WORK INSTRUCTION: Reproduce the records below exactly as shown.

STUDY MATERIAL Block Start

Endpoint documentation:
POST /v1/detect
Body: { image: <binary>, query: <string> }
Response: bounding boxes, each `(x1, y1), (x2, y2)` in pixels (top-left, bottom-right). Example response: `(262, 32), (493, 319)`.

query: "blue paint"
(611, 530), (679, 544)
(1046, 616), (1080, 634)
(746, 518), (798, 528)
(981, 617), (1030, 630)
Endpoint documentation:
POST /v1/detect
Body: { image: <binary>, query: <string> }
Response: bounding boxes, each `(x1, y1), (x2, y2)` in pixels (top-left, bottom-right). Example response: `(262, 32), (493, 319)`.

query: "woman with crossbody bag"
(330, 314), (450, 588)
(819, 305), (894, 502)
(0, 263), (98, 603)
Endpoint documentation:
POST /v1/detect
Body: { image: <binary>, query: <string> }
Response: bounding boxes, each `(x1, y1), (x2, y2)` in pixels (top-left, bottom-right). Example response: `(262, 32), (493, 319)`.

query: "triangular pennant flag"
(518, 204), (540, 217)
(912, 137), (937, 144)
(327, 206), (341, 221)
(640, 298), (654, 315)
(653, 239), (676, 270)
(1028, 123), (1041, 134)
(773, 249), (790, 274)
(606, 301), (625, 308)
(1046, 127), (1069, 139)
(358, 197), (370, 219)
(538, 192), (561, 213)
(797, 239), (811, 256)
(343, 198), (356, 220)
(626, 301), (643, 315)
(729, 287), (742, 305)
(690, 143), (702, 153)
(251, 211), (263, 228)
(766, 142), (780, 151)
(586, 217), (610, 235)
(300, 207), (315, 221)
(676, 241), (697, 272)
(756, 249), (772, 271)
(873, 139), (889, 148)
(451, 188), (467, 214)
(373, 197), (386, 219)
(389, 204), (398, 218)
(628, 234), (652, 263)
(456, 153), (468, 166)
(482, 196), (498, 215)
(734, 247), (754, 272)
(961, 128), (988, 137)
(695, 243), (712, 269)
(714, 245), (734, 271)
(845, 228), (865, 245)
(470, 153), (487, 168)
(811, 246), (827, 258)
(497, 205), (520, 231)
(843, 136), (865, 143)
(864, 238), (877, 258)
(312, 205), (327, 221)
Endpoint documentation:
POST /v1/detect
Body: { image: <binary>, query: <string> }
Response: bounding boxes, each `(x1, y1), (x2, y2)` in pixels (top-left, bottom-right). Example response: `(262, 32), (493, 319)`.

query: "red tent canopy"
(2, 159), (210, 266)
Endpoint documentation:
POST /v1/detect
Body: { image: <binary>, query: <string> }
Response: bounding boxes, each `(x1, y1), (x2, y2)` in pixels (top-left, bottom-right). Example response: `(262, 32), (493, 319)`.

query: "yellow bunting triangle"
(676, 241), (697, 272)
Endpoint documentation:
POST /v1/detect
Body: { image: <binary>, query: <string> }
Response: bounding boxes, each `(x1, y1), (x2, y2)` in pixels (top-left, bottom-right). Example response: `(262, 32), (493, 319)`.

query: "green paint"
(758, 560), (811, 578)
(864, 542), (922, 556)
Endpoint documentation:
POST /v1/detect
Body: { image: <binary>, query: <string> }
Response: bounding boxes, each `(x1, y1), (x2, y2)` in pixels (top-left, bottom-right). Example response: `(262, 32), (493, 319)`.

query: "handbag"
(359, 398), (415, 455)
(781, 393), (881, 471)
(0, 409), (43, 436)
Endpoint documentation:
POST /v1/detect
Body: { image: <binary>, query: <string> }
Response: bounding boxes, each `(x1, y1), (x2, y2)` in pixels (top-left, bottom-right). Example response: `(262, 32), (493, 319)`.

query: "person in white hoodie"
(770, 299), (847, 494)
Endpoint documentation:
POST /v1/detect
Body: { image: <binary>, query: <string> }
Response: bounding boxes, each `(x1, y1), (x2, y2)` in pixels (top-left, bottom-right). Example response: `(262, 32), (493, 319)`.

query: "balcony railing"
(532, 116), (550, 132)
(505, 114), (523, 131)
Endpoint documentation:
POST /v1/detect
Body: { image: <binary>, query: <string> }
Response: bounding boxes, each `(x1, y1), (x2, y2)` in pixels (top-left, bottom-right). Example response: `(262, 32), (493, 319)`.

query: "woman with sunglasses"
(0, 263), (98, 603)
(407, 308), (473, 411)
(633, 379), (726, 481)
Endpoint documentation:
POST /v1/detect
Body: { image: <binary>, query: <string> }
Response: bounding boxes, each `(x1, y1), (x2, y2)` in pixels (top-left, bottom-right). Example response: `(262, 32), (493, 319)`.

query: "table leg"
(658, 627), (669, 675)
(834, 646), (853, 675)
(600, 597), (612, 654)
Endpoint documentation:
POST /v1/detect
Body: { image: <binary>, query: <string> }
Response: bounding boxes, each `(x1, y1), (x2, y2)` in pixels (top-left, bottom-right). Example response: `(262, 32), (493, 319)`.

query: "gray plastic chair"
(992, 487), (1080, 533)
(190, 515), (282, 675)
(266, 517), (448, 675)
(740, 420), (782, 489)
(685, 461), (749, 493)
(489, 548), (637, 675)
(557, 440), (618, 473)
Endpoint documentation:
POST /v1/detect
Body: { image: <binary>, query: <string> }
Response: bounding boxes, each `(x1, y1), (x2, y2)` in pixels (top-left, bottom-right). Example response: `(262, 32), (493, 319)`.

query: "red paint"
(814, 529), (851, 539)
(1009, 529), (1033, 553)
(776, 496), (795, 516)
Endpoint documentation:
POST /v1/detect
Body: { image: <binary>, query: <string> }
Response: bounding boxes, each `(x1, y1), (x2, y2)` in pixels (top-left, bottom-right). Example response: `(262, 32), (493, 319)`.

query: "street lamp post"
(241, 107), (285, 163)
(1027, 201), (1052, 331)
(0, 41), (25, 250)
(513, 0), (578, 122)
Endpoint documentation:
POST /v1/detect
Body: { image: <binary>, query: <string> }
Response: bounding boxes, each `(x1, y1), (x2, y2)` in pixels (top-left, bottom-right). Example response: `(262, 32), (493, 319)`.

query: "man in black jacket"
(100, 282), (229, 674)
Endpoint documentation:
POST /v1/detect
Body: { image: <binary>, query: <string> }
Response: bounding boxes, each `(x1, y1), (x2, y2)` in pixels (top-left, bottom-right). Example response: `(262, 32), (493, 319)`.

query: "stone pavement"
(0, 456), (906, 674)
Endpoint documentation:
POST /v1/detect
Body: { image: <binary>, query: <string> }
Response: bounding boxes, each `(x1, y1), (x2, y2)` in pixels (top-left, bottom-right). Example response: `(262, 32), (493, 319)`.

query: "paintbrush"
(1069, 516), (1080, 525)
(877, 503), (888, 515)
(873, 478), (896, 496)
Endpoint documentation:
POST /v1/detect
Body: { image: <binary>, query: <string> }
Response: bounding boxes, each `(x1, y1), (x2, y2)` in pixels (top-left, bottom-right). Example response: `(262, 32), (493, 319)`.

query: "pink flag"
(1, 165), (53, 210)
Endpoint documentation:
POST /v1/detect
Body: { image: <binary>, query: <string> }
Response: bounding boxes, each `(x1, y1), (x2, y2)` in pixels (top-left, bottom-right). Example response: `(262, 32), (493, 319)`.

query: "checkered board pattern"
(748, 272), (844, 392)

STUDY MATERIAL Block End

ANSWER:
Endpoint documentation:
POST /v1/detect
Body: { image: <binary>, query: <string> }
Response: bounding boxes, each `(x1, y1), (x2, y2)` in pixels (top-left, bottom-right). Example response: `(262, 32), (493, 319)`.

query: "blue paint"
(611, 530), (679, 544)
(1046, 616), (1080, 634)
(746, 518), (798, 528)
(981, 617), (1030, 630)
Endpoint documentation:
POST /v1/detect
Body: { image: <binary>, query: <string> }
Response: bounding boxes, each `(x1, y1), (x2, y2)` in pixels (top-left, bottom-right). Example response: `(262, 32), (493, 319)`.

query: "woman with crossbody bag"
(330, 314), (450, 588)
(819, 305), (894, 502)
(0, 263), (98, 603)
Endpoint documentation:
POST /v1/detect
Body: { image: <binary>, query: <string> }
Response: bounding boxes, each `(x1, y1), (x2, y2)` in pixels (top-left, bottom-right). Example response: `(262, 32), (493, 319)`.

query: "triangular pennant flag"
(518, 204), (540, 217)
(912, 137), (937, 144)
(327, 206), (341, 221)
(640, 298), (654, 315)
(653, 239), (676, 270)
(1028, 123), (1041, 134)
(773, 249), (790, 274)
(606, 301), (625, 308)
(1046, 127), (1069, 139)
(358, 197), (370, 219)
(538, 192), (561, 213)
(797, 239), (811, 256)
(343, 198), (356, 220)
(626, 301), (643, 315)
(729, 287), (742, 305)
(690, 143), (702, 153)
(251, 211), (263, 228)
(766, 142), (780, 151)
(586, 217), (610, 235)
(300, 207), (315, 221)
(676, 241), (697, 272)
(756, 249), (772, 271)
(873, 139), (889, 148)
(451, 188), (467, 214)
(373, 197), (386, 219)
(389, 204), (398, 218)
(628, 234), (652, 263)
(456, 153), (468, 166)
(482, 196), (498, 215)
(734, 247), (754, 272)
(961, 128), (988, 137)
(695, 243), (712, 269)
(714, 245), (734, 271)
(845, 228), (865, 245)
(470, 153), (487, 168)
(811, 246), (827, 258)
(497, 205), (520, 231)
(843, 136), (865, 143)
(864, 238), (877, 258)
(312, 205), (327, 221)
Endpoint documentation:
POST /v1/detect
Body: { image: <binary>, query: <string> }
Response: bounding boxes, each `(x1, y1), (x2, y2)` in pixels (top-left, bottom-right). Example response: `(262, 32), (493, 319)`.

query: "red tent canopy"
(2, 159), (210, 266)
Endpoint documentation:
POST /v1/detect
Body: { image: <binary>, query: <string> }
Response: bounding boxes, each `(x1, y1), (x2, y2)` in pixels (top-left, bottom-right). Example response: `(262, 32), (493, 319)`.

query: "yellow bunting triangle"
(676, 241), (697, 272)
Endpoint documentation:
POST /v1/detect
Body: { image: <binary>, query: <string> }
Response: bounding boxes, each `(x1, y1), (x2, y2)` in pixels (top-left, bottom-right). Example response: `(262, 32), (493, 319)`.

query: "green paint"
(758, 560), (811, 578)
(864, 542), (922, 556)
Endpoint documentation:
POST /v1/detect
Body: { image: <binary>, query: <string> }
Response: bounding boxes, each `(x1, y1), (x2, y2)` in pixels (top-left, bottom-right). Example response: `(262, 32), (493, 319)`.

query: "handbag"
(359, 398), (415, 455)
(781, 393), (881, 471)
(0, 409), (43, 436)
Endpoint documentation:
POST /v1/detect
Body: { image: <binary>, query: <string> }
Response: bounding boxes, each `(x1, y1), (x2, y2)` in pixels (top-left, bottom-right). Example response: `(262, 32), (493, 319)`.

query: "person in white hoodie"
(770, 299), (847, 494)
Endpoint documentation:
POST /v1/detect
Body: { image: <binary>, query: <string> }
Response: bounding boxes, each `(x1, y1), (x2, y2)` in pixels (top-left, bottom-right). Example response: `(262, 32), (493, 319)`.

query: "balcony railing"
(532, 116), (550, 132)
(505, 114), (523, 131)
Endpoint documentation:
POST /v1/detect
Body: { image: <binary>, query: <string> }
Response: bounding boxes, each `(x1, y1), (x2, y2)` in pixels (top-left, bottom-right). Example response: `(262, 32), (493, 319)`.

query: "woman with sunglasses"
(0, 263), (98, 603)
(407, 308), (473, 411)
(633, 379), (726, 481)
Endpoint documentation:
POST /v1/detect
Body: { image: <binary>, query: <string> }
Response: bounding boxes, each `(x1, y1), (x2, y2)` in pixels (top-left, bottom-right). Example response: `(262, 32), (493, 319)`.

query: "table leg"
(658, 627), (669, 675)
(834, 646), (853, 675)
(600, 597), (612, 654)
Endpoint documentation:
POST /v1/detect
Body: { image: <binary>, query: <string> }
Response: bounding boxes, each `(x1, y1), (x2, y2)` in pixels (top-left, bottom-right). Example response: `(262, 32), (493, 319)`.

query: "gray plastic chair"
(992, 487), (1080, 533)
(190, 515), (282, 675)
(266, 517), (448, 675)
(740, 420), (782, 489)
(685, 461), (749, 493)
(489, 548), (637, 675)
(557, 440), (618, 473)
Endpoint documentation:
POST /v1/detect
Body: { image: <binary>, query: <string> }
Response: bounding boxes, each `(x1, y1), (x2, y2)` in pixels (top-left, bottom-right). Example response: `(262, 32), (493, 319)`.

query: "red paint"
(814, 529), (851, 539)
(1009, 529), (1033, 553)
(776, 496), (795, 516)
Endpoint documentation:
POST /v1/detect
Body: { image: <binary>, query: <string> }
Response: bounding boxes, each `(x1, y1), (x2, y2)` in pixels (top-left, bottom-right). Example response: `(262, 32), (493, 319)`.

query: "street lamp post"
(241, 107), (285, 163)
(1027, 201), (1052, 331)
(0, 41), (25, 250)
(513, 0), (578, 122)
Endpoint documentation:
POST /v1/detect
Body: { image: <binary>, query: <string> }
Response: bounding boxes, each `(x1, y1), (x2, y2)` in pixels (top-left, bottom-right). Example response: `(262, 32), (493, 319)`.

query: "man in black jacket"
(100, 282), (229, 674)
Endpoint documentation:
POST /v1/detect
Body: { image: <binary>, query: <string> }
Response: bounding boxes, each `(x1, y1), (x2, y2)` in pixels (top-left, bottom-right). Example response: `(262, 32), (493, 319)`.

query: "stone pavement"
(0, 456), (906, 674)
Endpoint documentation:
POST /v1/detect
Body: { image: <binary>, query: <string> }
Response: bounding boxes, each `(x1, y1), (x2, y2)` in pixels (top-left, bottom-right). Example response: `(262, 32), (493, 319)`.

query: "paintbrush"
(1069, 516), (1080, 525)
(877, 503), (888, 515)
(873, 478), (896, 496)
Endpoint documentation:
POST /v1/detect
Body: { image: <binary>, query: <string> }
Response: bounding boxes, each `(x1, y1), (x2, y2)` in pixels (top-left, bottom-right). Example response: `(262, 32), (493, 319)`.

query: "pink flag"
(1, 165), (53, 210)
Endpoint documentation:
POST /v1/detect
Body: { image: <binary>, query: <string> }
Response: bounding boxes, each `(x1, y1), (x2, y2)` in pixels (top-left, bottom-right). Example response: `(262, 32), (493, 319)`.

query: "checkered board pattern"
(748, 272), (844, 392)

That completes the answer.